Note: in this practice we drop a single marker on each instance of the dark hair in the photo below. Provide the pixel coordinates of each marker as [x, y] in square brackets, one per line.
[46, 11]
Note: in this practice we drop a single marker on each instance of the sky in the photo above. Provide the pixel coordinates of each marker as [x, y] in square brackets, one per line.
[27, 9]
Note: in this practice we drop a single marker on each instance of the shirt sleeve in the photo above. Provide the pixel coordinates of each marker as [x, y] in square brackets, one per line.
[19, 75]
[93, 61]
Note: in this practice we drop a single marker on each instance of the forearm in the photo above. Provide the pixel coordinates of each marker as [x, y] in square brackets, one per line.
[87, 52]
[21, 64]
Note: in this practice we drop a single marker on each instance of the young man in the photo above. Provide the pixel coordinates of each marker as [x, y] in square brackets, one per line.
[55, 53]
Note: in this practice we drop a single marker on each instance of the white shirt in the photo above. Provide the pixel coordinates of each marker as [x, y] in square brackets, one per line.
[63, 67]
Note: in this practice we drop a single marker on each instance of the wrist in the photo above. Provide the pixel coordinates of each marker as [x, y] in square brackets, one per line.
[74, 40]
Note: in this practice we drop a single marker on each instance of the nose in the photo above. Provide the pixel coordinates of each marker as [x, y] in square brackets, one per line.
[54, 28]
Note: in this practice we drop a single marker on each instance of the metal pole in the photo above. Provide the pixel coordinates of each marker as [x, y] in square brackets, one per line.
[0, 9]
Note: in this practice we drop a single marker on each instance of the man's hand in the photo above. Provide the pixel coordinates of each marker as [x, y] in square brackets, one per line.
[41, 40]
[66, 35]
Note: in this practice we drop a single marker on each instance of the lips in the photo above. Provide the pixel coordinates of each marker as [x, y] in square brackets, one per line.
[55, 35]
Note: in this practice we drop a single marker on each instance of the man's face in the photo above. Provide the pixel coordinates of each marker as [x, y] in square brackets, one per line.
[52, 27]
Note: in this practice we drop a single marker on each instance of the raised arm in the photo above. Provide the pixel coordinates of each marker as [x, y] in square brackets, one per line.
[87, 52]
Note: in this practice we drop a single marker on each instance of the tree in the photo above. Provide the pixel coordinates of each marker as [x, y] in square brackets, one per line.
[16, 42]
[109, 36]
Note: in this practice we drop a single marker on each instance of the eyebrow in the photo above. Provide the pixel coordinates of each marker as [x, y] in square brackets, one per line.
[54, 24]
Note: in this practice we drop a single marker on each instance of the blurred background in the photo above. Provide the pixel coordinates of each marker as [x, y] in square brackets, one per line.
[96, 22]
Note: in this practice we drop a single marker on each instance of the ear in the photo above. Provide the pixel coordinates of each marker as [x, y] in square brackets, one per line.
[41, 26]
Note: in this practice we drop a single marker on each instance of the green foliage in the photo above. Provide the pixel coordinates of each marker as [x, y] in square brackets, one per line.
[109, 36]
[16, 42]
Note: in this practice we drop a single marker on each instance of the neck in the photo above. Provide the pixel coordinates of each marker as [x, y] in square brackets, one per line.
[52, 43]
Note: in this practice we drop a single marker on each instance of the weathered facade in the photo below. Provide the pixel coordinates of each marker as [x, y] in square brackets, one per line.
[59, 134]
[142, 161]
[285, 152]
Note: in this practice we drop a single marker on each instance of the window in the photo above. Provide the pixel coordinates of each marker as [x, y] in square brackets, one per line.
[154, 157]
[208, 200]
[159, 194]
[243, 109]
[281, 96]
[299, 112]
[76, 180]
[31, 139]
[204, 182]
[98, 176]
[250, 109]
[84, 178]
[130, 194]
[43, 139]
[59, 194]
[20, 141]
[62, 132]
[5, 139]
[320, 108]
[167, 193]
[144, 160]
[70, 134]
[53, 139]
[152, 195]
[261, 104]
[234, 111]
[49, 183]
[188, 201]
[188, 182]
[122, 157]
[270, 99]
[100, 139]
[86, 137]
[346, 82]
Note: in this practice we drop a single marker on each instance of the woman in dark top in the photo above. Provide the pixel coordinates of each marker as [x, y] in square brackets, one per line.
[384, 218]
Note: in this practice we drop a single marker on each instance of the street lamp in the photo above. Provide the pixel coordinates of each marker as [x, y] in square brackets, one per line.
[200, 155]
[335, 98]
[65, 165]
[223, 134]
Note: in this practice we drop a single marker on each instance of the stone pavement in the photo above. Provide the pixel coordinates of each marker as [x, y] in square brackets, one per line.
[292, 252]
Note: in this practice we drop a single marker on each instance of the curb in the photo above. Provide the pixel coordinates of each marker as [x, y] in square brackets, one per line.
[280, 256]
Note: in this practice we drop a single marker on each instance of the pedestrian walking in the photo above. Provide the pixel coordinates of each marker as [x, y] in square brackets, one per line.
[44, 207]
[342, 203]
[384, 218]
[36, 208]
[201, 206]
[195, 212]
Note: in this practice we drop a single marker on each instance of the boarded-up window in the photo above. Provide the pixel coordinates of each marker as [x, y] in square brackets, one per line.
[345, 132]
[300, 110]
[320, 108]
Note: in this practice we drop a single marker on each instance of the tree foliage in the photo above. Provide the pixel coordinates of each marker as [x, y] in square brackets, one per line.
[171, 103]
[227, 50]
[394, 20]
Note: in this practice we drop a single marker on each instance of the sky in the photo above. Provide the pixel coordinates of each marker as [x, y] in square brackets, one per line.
........
* _Exercise instructions_: Repeat the material from above exactly, word for word.

* _Task answer_:
Note: in this practice we drop a single marker on each instance of the dark hair in the photo below. Provide the pixel coordinates of each marker as [x, y] in square brackets, one per line.
[46, 11]
Note: in this practice we drop a single marker on each instance of the sky in the photo above. Provide the pixel coordinates of each marker as [x, y] in square brackets, one per line.
[27, 9]
Note: in this practice we drop a single marker on each instance of the shirt sleeve in the photo above. Provide the pixel coordinates of each marker as [x, y] in square brackets, one per line.
[19, 75]
[93, 61]
Note: in this practice we drop a single marker on each instance of the forearm in the photo above. Provide the pixel coordinates of each marker as [x, y] in square brackets, one per line.
[87, 52]
[21, 64]
Note: in this practice we drop a single marker on each instance of the young man in the photo above. Provide the pixel coordinates of each marker as [x, y] in square brackets, one per line.
[55, 53]
Note: in this practice we drop a single marker on each instance of the white shirt in the photo above. Provide the pixel coordinates of each marker as [x, y] in square brackets, one per line.
[63, 67]
Note: in this practice we drop a single marker on each instance of the wrist in the photo above. Provide the pixel coordinates of each marker as [x, y] in square brackets, one per line.
[74, 40]
Note: in this practice we drop a single marker on each instance of the nose in the photo above. Provide the pixel coordinates of each marker as [x, y] in square brackets, one per line.
[54, 28]
Note: in this practice we drop a single marker on each instance of the metal pole in the photo above. Provide the pixel coordinates of each marker as [x, y] in square brackets, one per line.
[0, 9]
Note: in this practice we drop a single marker on each instance of the man's hand in the photo above. Provide the pixel coordinates of each marker as [x, y] in square brackets, one per line.
[41, 40]
[66, 35]
Note: in this practice we drop a single marker on each instance of the lips in the photo above. Provide the pixel coordinates of each marker as [x, y] in square brackets, one per line.
[55, 35]
Note: in this practice we drop a single marker on each instance of the man's face in the photo above. Provide the pixel coordinates of each marker as [x, y] in square brackets, one per line.
[52, 27]
Note: in this practice we drop a single marker on each instance of the raised arm in the photo above. Provide the pixel coordinates of each marker as [x, y] in square brackets, one per line.
[87, 52]
Note: in this practice we drop a single marker on each instance of the tree in the photo above. Provide the pixel coordinates of each marker as [x, y] in square brackets, one per line.
[16, 42]
[109, 36]
Note: in this practice we drop a single marker on each instance of the eyebrow in the photo above. Provide the pixel coordinates of each marker as [x, y] in square brackets, one per line.
[54, 24]
Note: in this practice we drop a single marker on each instance of the blurred background in the photo above. Provide the pixel coordinates of each marker as [x, y] in square brackets, one per line.
[96, 22]
Note: in this practice we drop a single marker on each instance of the ear in the photo above. Provide the pixel coordinates of each marker as [x, y] in square brackets, one per line.
[41, 26]
Note: in this practice we drop a single marker on each instance of the green foliage in the photo above. Provide the pixel coordinates of each marker as [x, y] in square brackets, one per line.
[109, 36]
[16, 42]
Note: in this practice we drop a single marker on each instance of the neck in the photo above. Provide the pixel coordinates of each marker as [x, y] in square brackets, one per line.
[52, 43]
Note: in this practice we drop a single marker on each instance of the weathered facade in the photo below. Provide the pixel coordinates of each marker as [x, y] in square brackets, one per line.
[59, 134]
[142, 161]
[285, 152]
Note: in this practice we drop a single marker on each instance of the window in the photo above. Provide the pixel coordinates of each marker as [x, y] in square brackets, one per line.
[154, 157]
[208, 200]
[159, 194]
[243, 109]
[281, 96]
[299, 112]
[76, 180]
[31, 139]
[204, 182]
[98, 176]
[250, 109]
[84, 178]
[130, 194]
[43, 139]
[59, 194]
[20, 141]
[62, 132]
[5, 139]
[320, 108]
[167, 193]
[144, 160]
[70, 134]
[53, 139]
[152, 195]
[261, 104]
[234, 111]
[49, 183]
[188, 201]
[188, 182]
[122, 157]
[270, 99]
[100, 139]
[86, 137]
[346, 82]
Note: in this practice we drop a single marker on each instance of the woman in dark top in the photo above. Provide the pixel coordinates of each marker as [x, y] in square brackets, one per line.
[384, 218]
Note: in this practice we drop a single marker on each instance of the street lamp in the photo above. Provide the pixel coordinates of each marker as [x, y] in square brackets, one per line.
[200, 155]
[335, 98]
[65, 165]
[223, 134]
Note: in this practice we drop a single marker on each instance of the stone pavement in the photo above. Provide the pixel coordinates of each marker as [x, y] in square brackets, one per line.
[292, 252]
Note: in this practice we drop a single marker on each instance of the curb in the photo above. Provide the pixel coordinates of each marker as [x, y] in square brackets, one per line.
[280, 256]
Note: in this practice we drop a single marker on each instance of the pedestrian walking in the photo above. Provide the pixel coordinates of each marker as [x, y] in square brackets, one per line.
[44, 207]
[342, 203]
[384, 218]
[36, 208]
[201, 206]
[195, 212]
Note: in this practice we drop a single marker on each instance of the boarded-up window in the photo above. Provide the pixel coordinates of each marker as [x, y] in square brackets, one per line.
[345, 132]
[300, 110]
[320, 108]
Note: in this practice we drop a single marker on each instance of the tree foliage in the photo above. Provide the pixel coordinates of each marker as [x, y] in square brackets, one per line.
[171, 103]
[227, 50]
[394, 20]
Note: in this practice we drop a single marker on each instance of the sky in the photo above. Provide the pixel coordinates of each marker as [x, y] in square brackets, one per line.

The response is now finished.